Task description: Count the lines in the source records below that contain the string "yellow" and state only that number.

Source records
<<<<

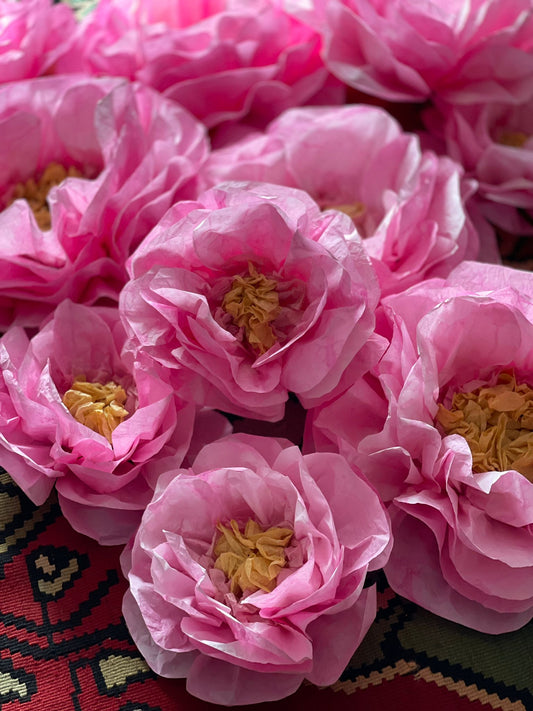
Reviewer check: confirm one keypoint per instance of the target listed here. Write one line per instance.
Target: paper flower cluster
(201, 230)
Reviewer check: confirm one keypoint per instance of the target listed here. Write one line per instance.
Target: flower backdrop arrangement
(213, 210)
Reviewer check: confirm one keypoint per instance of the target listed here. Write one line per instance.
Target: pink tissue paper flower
(238, 644)
(87, 167)
(223, 60)
(251, 292)
(462, 522)
(94, 443)
(407, 204)
(33, 35)
(407, 51)
(494, 143)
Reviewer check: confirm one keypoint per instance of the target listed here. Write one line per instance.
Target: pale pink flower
(463, 536)
(223, 60)
(494, 142)
(33, 34)
(246, 646)
(130, 153)
(408, 204)
(407, 51)
(251, 292)
(100, 478)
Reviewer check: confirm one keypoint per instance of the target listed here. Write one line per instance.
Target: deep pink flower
(130, 154)
(249, 293)
(240, 645)
(408, 204)
(405, 51)
(33, 34)
(223, 60)
(99, 473)
(462, 527)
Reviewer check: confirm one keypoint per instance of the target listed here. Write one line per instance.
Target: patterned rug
(64, 645)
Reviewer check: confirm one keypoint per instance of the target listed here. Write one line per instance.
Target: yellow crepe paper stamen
(35, 192)
(497, 423)
(253, 559)
(253, 303)
(97, 406)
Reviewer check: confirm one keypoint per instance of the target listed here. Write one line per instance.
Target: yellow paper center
(97, 406)
(253, 303)
(354, 210)
(253, 559)
(515, 139)
(36, 192)
(497, 423)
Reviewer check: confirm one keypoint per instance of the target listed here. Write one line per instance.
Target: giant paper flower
(246, 574)
(33, 35)
(494, 142)
(75, 414)
(249, 293)
(405, 51)
(223, 60)
(87, 167)
(448, 440)
(409, 205)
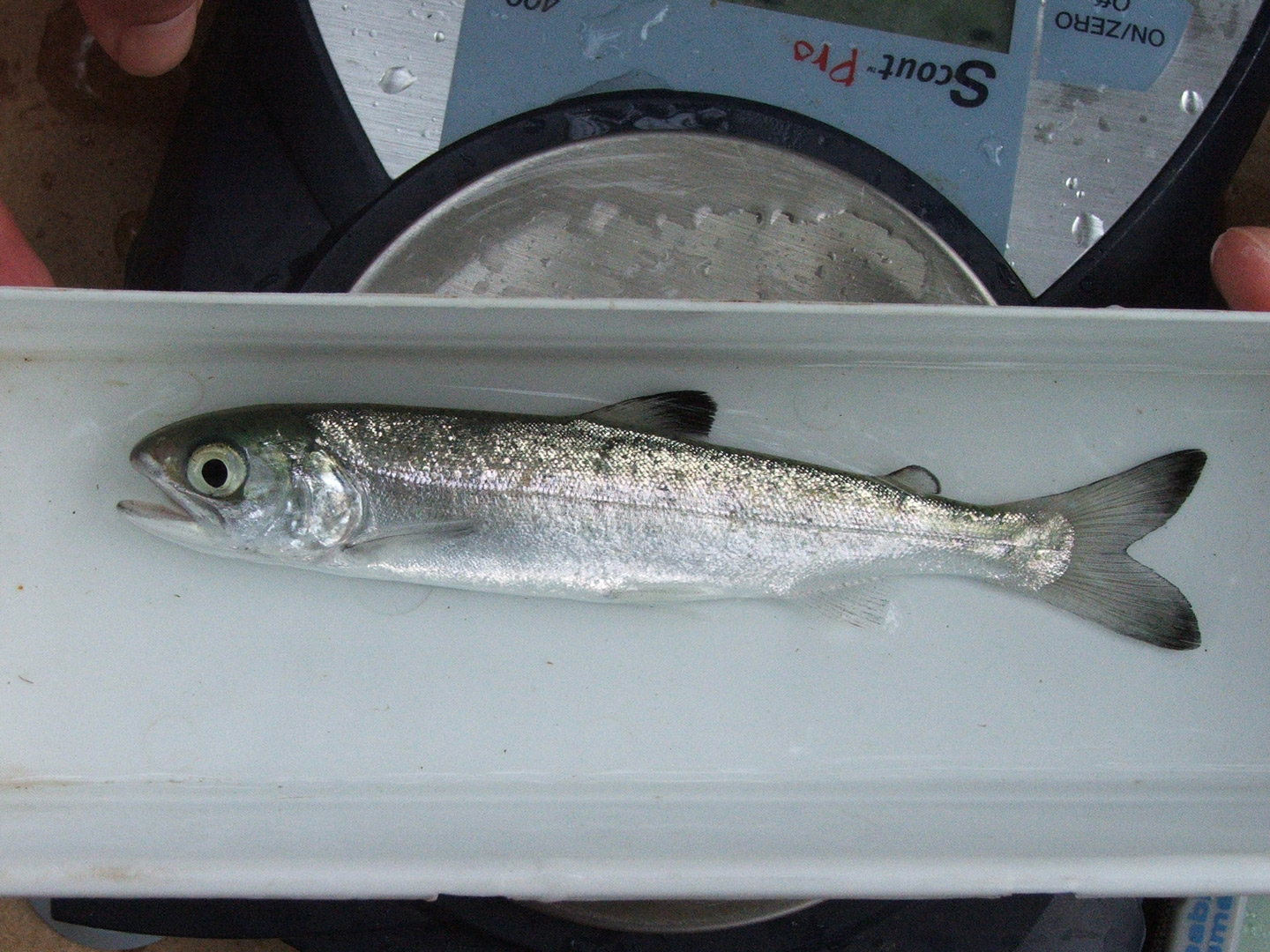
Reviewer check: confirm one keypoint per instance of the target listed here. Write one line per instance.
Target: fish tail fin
(1102, 583)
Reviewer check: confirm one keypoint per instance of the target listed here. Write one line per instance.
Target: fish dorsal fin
(915, 479)
(678, 413)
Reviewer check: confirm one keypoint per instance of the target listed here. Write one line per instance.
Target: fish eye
(216, 470)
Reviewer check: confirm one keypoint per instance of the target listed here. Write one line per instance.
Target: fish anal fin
(862, 606)
(915, 479)
(678, 413)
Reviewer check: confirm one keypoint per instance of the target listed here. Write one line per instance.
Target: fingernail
(153, 48)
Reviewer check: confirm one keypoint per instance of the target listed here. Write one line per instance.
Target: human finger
(19, 264)
(145, 37)
(1241, 268)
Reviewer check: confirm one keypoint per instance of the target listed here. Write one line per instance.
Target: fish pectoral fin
(424, 532)
(862, 605)
(678, 413)
(915, 479)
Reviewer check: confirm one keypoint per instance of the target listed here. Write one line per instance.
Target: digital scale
(1009, 152)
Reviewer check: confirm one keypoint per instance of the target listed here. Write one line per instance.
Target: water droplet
(1192, 101)
(1086, 228)
(397, 79)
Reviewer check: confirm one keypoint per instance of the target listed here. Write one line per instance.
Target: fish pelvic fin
(1102, 583)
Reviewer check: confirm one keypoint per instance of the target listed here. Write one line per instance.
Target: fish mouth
(178, 521)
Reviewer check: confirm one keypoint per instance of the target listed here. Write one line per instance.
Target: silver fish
(629, 502)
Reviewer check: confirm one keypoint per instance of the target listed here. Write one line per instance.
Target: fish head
(248, 482)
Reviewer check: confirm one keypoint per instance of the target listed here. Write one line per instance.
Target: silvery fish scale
(582, 509)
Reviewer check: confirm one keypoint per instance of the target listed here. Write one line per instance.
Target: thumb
(145, 37)
(19, 264)
(1241, 268)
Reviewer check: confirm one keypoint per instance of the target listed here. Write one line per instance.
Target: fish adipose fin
(1102, 583)
(915, 479)
(678, 413)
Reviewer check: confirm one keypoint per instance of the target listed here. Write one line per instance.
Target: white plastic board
(176, 724)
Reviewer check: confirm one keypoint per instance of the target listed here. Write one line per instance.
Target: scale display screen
(986, 25)
(1042, 123)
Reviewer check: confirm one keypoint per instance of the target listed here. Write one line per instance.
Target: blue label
(952, 115)
(1209, 925)
(1117, 43)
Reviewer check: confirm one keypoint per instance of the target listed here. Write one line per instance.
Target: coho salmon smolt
(630, 502)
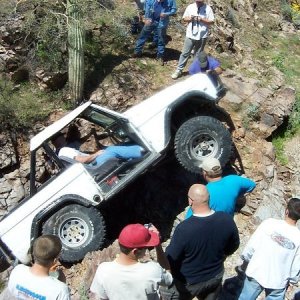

>>>>

Answer below: 2